### 必須タスク
1/ 「大公」についての本文から、次の問いに答えてください。
(a) 弦楽四重奏曲の分野で挙げられている作品は何か。
(b) 「大公」というあだ名は何に由来するか。
(c) 第3楽章に指定されている表示は何か。
2/ 「大公」についての本文のうち、「それ以外のジャンルでは、どこ」で始まり「ることは疑いがないからです。」で終わる部分を、一字も変えずに繰り返してください。
3/ 「大公」についての本文を、最後の文の次から書き続けてください。
··· 本文抜粋 ···
交響曲の分野で言えばそれは疑いもなく「エロイカ」です。当時の人々は、あんなにも素晴らしい交響曲(第1番・2番)を書いた男がどうしてこんなわけの分からない音楽を書いたのだと訝しく思ったと伝えられています。
そして、その後もこのジャンルでは驚くような作品を次々と生み出していきました。その意味でも、交響曲こそはベートーベンにとっての主戦場だったのでしょう。
事情は室内楽の世界でも同様です。
弦楽四重奏曲ではそれは「ラズモフスキー」であり、ヴァイオリンソナタならば「クロイツェル」です。
ピアノソナタならば、「アパショナータ」や「ワルトシュタイン」が上げられるでしょうか。
そして、ピアノソナタや弦楽四重奏曲の分野では最晩年にもう一度「爆発」をおこすのです。ただし、その「爆発」は外に向かってではなく己の内部に向かって光を投げかけたのでした。
そして、ピアノ三重奏曲の分野ではそれは疑いもなく「大公」でした。
そして、このジャンルほど、爆発以前と以後との落差が大きなジャンルはなかったように思います。
それ以外のジャンルでは、どこか次の爆発を予感させる「予兆」みたいな者がありましたが、このピアノ・トリオにおいてはそれは突然やってきたのです。
そして、そうであったからこそかもしれませんが、この爆発は勇壮なる打ち上げ花火のように夜空を彩りながら、後には幽かな余韻しか残さずに、彼はこのジャンルから去ってしまうのです。
そういう事情があるからでしょうか、この作品は少しばかり謎めいています。
「大公」というあだ名は、これがルドルフ大公に献呈されたことに由来します。そして、献呈されたルドルフ大公はこの作品に深く感動したと伝えられています。しかし、それは当然のことであって、この作品はピアノ三重奏曲という狭いジャンルだけでなく、室内楽作品全体を見回しても屈指の名作であることは疑いがないからです。
作品冒頭のピアノで歌いだされる雄大なテーマが聞き手の心をがっちりととらえます。そして、何よりも魅力的なのはアンダンテ・カンタービレと指定された第3楽章の美しさです。これを聞いて深く感動しない人がいるならば、その事の方が不思議です。
··· 抽出レコード ···
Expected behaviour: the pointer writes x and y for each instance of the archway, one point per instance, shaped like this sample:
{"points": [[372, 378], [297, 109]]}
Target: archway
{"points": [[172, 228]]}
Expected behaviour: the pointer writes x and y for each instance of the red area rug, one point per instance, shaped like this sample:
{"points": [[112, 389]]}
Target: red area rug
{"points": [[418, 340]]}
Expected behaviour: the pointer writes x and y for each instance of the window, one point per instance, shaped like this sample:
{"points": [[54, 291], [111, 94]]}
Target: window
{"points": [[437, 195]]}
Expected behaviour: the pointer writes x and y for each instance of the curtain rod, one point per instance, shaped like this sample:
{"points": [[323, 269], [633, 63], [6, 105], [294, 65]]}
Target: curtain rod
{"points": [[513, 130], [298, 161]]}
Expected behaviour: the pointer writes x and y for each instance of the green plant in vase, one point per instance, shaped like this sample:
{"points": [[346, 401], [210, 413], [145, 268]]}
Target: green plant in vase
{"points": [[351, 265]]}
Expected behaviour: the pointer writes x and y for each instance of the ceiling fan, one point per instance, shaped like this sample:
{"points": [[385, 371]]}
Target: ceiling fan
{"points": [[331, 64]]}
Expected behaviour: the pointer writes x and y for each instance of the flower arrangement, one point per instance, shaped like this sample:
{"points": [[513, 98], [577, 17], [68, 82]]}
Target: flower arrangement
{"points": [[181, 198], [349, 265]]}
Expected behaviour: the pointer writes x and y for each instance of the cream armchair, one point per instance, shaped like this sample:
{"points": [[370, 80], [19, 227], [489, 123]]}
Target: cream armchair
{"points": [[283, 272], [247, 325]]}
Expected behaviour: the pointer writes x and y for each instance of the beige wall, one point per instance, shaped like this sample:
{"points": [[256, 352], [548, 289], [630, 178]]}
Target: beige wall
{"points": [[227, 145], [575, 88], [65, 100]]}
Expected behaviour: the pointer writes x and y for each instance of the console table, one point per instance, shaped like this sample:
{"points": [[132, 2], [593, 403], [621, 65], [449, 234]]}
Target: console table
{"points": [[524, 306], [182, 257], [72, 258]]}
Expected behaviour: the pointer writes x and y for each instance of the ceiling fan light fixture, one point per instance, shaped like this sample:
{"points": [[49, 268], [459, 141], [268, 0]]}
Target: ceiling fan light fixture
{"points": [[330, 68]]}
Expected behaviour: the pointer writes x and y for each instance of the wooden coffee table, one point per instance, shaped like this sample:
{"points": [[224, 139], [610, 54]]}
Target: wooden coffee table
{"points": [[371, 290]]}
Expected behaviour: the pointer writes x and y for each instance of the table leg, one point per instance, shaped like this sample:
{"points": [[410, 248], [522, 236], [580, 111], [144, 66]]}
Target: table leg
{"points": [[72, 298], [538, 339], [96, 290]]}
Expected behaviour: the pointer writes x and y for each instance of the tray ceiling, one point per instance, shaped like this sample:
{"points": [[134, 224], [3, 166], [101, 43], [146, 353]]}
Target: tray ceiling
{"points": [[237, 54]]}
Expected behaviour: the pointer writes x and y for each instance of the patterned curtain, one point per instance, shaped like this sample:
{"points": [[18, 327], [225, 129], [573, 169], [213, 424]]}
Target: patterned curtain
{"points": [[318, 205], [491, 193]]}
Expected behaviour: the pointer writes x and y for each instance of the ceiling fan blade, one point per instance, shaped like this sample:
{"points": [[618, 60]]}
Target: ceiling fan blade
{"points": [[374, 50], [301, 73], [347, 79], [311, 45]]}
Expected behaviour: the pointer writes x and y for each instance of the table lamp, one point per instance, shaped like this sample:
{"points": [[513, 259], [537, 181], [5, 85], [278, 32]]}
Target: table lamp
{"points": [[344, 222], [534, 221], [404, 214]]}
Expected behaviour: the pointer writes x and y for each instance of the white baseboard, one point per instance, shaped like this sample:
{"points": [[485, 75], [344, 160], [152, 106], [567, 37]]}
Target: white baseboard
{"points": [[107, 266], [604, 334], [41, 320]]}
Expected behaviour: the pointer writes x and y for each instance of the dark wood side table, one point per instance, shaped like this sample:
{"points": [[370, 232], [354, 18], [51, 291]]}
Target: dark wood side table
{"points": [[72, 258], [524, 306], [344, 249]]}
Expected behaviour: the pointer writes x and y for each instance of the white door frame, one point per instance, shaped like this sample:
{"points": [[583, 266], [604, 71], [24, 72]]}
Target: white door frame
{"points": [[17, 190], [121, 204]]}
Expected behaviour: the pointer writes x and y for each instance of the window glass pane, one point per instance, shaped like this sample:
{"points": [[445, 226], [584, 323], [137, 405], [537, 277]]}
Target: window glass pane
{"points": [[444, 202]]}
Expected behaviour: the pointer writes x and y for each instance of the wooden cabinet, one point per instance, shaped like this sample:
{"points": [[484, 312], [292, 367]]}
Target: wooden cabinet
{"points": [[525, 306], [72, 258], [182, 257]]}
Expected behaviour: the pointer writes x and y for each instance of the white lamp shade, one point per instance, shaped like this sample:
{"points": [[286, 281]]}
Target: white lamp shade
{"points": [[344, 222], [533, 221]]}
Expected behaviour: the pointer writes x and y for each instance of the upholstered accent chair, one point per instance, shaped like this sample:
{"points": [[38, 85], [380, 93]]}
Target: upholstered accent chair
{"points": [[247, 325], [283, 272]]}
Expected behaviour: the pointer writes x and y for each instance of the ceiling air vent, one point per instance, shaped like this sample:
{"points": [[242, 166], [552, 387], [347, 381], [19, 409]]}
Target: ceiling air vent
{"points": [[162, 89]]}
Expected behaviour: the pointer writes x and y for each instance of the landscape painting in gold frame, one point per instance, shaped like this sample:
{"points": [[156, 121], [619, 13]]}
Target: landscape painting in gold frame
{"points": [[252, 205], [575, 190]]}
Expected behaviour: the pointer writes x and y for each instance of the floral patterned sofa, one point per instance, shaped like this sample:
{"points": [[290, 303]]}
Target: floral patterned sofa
···
### 結果
1/
(a) 「ラズモフスキー」
(b) ルドルフ大公に献呈されたこと
(c) アンダンテ・カンタービレ

2/
それ以外のジャンルでは、どこか次の爆発を予感させる「予兆」みたいな者がありましたが、このピアノ・トリオにおいてはそれは突然やってきたのです。
そして、そうであったからこそかもしれませんが、この爆発は勇壮なる打ち上げ花火のように夜空を彩りながら、後には幽かな余韻しか残さずに、彼はこのジャンルから去ってしまうのです。
そういう事情があるからでしょうか、この作品は少しばかり謎めいています。
「大公」というあだ名は、これがルドルフ大公に献呈されたことに由来します。そして、献呈されたルドルフ大公はこの作品に深く感動したと伝えられています。しかし、それは当然のことであって、この作品はピアノ三重奏曲という狭いジャンルだけでなく、室内楽作品全体を見回しても屈指の名作であることは疑いがないからです。

3/
ところが、そのように優れた作品でありながら、公式の初演は作品完成後の3年後なのです。ちなみに、この演奏会ではピアノを作曲者自身が担当しているのですが、ベートーベンがピアニストとして公開演奏を行った最後となったものです。さらに、出版はその2年後の1816年にまでずれ込んでいるのです。
この「遅さ」は他の作品と比べると異例とも言えるもので、作品の素晴らしさを考え合わせると、実に不思議な気がします。
まあ、これはもう全くの想像の域を出ませんが、もしかしたら献呈を受けたルドルフが、その素晴らしさ故に独り占めをしたかったのかもしれません。もちろん、そんなことを示す資料は何一つ残っていないので全くの妄想の域を出ませんが・・・。
しかし、そう言う妄想を逞しくしたくなるほどに、素晴らしい作品だということです。
3人の独奏者による三重奏
アントニオ・ヤニグロ、パウル・バドゥラ=スコダ、ジャン・フルニエによる三重奏団はあまり話題になることはありません。この手の三重奏団と言えば、古くはカザルス、ティーボー、コルトーによるカザルス・トリオ、その後はハイフェッツ・ルービンシュタイン、フォイアマン(後にピアティゴルスキー)による100万ドルトリオなどが思い浮かびますから、どうしても影は薄くなるのかもしれません。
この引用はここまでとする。